Saved entries:
....................

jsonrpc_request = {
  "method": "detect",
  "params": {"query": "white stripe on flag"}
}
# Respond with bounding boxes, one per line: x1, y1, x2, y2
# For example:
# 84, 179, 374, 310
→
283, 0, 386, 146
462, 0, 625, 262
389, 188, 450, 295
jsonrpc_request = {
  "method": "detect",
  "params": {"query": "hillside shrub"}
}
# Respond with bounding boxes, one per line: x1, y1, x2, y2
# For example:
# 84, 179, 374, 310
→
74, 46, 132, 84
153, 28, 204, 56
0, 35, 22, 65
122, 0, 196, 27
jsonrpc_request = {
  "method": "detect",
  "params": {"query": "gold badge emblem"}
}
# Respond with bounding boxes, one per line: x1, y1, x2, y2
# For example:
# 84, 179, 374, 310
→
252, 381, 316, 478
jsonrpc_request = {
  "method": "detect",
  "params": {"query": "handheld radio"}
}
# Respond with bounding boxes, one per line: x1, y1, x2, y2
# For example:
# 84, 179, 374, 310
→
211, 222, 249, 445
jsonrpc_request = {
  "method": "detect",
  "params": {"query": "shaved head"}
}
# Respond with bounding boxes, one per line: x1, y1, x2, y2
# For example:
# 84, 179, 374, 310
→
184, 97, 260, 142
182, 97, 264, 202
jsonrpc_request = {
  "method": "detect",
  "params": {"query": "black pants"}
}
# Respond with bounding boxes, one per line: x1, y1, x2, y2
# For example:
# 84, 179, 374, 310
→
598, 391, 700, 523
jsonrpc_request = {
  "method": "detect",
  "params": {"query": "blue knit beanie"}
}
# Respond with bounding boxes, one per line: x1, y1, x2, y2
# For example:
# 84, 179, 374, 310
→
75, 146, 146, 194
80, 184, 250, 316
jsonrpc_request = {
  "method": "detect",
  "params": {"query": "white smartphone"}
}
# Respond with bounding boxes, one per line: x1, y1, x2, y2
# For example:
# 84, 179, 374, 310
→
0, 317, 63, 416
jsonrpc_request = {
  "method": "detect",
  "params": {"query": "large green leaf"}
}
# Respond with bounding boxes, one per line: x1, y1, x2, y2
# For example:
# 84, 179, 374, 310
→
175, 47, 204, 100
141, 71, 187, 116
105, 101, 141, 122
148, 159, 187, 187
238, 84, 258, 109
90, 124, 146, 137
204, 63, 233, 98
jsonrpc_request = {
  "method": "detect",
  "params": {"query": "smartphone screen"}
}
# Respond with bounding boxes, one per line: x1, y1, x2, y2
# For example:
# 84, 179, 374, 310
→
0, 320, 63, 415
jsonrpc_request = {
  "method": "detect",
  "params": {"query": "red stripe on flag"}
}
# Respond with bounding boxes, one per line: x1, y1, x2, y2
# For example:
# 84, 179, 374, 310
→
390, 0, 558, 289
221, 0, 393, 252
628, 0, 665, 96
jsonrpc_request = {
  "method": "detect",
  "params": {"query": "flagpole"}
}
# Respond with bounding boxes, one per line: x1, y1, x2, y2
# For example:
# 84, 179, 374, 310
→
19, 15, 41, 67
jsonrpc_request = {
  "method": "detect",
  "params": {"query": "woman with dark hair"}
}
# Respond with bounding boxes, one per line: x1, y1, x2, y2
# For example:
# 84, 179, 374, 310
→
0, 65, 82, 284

....................

• TASK STATEMENT
Please recast every line of the saved entries above as a JSON list of strings, one string per line, skipping any blank lines.

• ANSWER FOR THE TASK
[
  "jsonrpc_request = {",
  "  \"method\": \"detect\",",
  "  \"params\": {\"query\": \"white stripe on flag\"}",
  "}",
  "# Respond with bounding boxes, one per line: x1, y1, x2, y2",
  "# For example:",
  "# 84, 179, 374, 310",
  "→",
  "283, 0, 386, 146",
  "462, 0, 625, 262",
  "389, 188, 450, 295",
  "jsonrpc_request = {",
  "  \"method\": \"detect\",",
  "  \"params\": {\"query\": \"hillside shrub\"}",
  "}",
  "# Respond with bounding boxes, one per line: x1, y1, x2, y2",
  "# For example:",
  "# 84, 179, 374, 310",
  "→",
  "74, 46, 132, 84",
  "153, 28, 204, 56",
  "0, 35, 22, 65",
  "122, 0, 196, 27",
  "jsonrpc_request = {",
  "  \"method\": \"detect\",",
  "  \"params\": {\"query\": \"gold badge emblem\"}",
  "}",
  "# Respond with bounding boxes, one per line: x1, y1, x2, y2",
  "# For example:",
  "# 84, 179, 374, 310",
  "→",
  "252, 381, 316, 478",
  "jsonrpc_request = {",
  "  \"method\": \"detect\",",
  "  \"params\": {\"query\": \"handheld radio\"}",
  "}",
  "# Respond with bounding boxes, one per line: x1, y1, x2, y2",
  "# For example:",
  "# 84, 179, 374, 310",
  "→",
  "211, 222, 249, 445",
  "jsonrpc_request = {",
  "  \"method\": \"detect\",",
  "  \"params\": {\"query\": \"shaved head\"}",
  "}",
  "# Respond with bounding boxes, one per line: x1, y1, x2, y2",
  "# For example:",
  "# 84, 179, 374, 310",
  "→",
  "184, 97, 260, 142",
  "182, 97, 264, 202",
  "jsonrpc_request = {",
  "  \"method\": \"detect\",",
  "  \"params\": {\"query\": \"black pants\"}",
  "}",
  "# Respond with bounding boxes, one per line: x1, y1, x2, y2",
  "# For example:",
  "# 84, 179, 374, 310",
  "→",
  "598, 391, 700, 523",
  "jsonrpc_request = {",
  "  \"method\": \"detect\",",
  "  \"params\": {\"query\": \"blue knit beanie\"}",
  "}",
  "# Respond with bounding boxes, one per line: x1, y1, x2, y2",
  "# For example:",
  "# 84, 179, 374, 310",
  "→",
  "75, 146, 146, 194",
  "80, 184, 250, 316",
  "jsonrpc_request = {",
  "  \"method\": \"detect\",",
  "  \"params\": {\"query\": \"white smartphone\"}",
  "}",
  "# Respond with bounding boxes, one per line: x1, y1, x2, y2",
  "# For example:",
  "# 84, 179, 374, 310",
  "→",
  "0, 317, 63, 416",
  "jsonrpc_request = {",
  "  \"method\": \"detect\",",
  "  \"params\": {\"query\": \"large green leaf\"}",
  "}",
  "# Respond with bounding boxes, one per line: x1, y1, x2, y2",
  "# For example:",
  "# 84, 179, 374, 310",
  "→",
  "175, 47, 204, 100",
  "141, 71, 187, 116",
  "105, 101, 141, 122",
  "148, 159, 187, 187",
  "238, 84, 258, 109",
  "90, 124, 146, 137",
  "204, 63, 233, 98",
  "jsonrpc_request = {",
  "  \"method\": \"detect\",",
  "  \"params\": {\"query\": \"smartphone screen\"}",
  "}",
  "# Respond with bounding boxes, one per line: x1, y1, x2, y2",
  "# For example:",
  "# 84, 179, 374, 310",
  "→",
  "0, 320, 63, 415",
  "jsonrpc_request = {",
  "  \"method\": \"detect\",",
  "  \"params\": {\"query\": \"red stripe on flag\"}",
  "}",
  "# Respond with bounding boxes, one per line: x1, y1, x2, y2",
  "# For example:",
  "# 84, 179, 374, 310",
  "→",
  "390, 0, 558, 289",
  "221, 0, 393, 252",
  "628, 0, 665, 96",
  "jsonrpc_request = {",
  "  \"method\": \"detect\",",
  "  \"params\": {\"query\": \"flagpole\"}",
  "}",
  "# Respond with bounding boxes, one per line: x1, y1, x2, y2",
  "# For example:",
  "# 84, 179, 374, 310",
  "→",
  "19, 15, 41, 67",
  "jsonrpc_request = {",
  "  \"method\": \"detect\",",
  "  \"params\": {\"query\": \"woman with dark hair\"}",
  "}",
  "# Respond with bounding boxes, one per line: x1, y1, x2, y2",
  "# For example:",
  "# 84, 179, 374, 310",
  "→",
  "0, 65, 82, 284"
]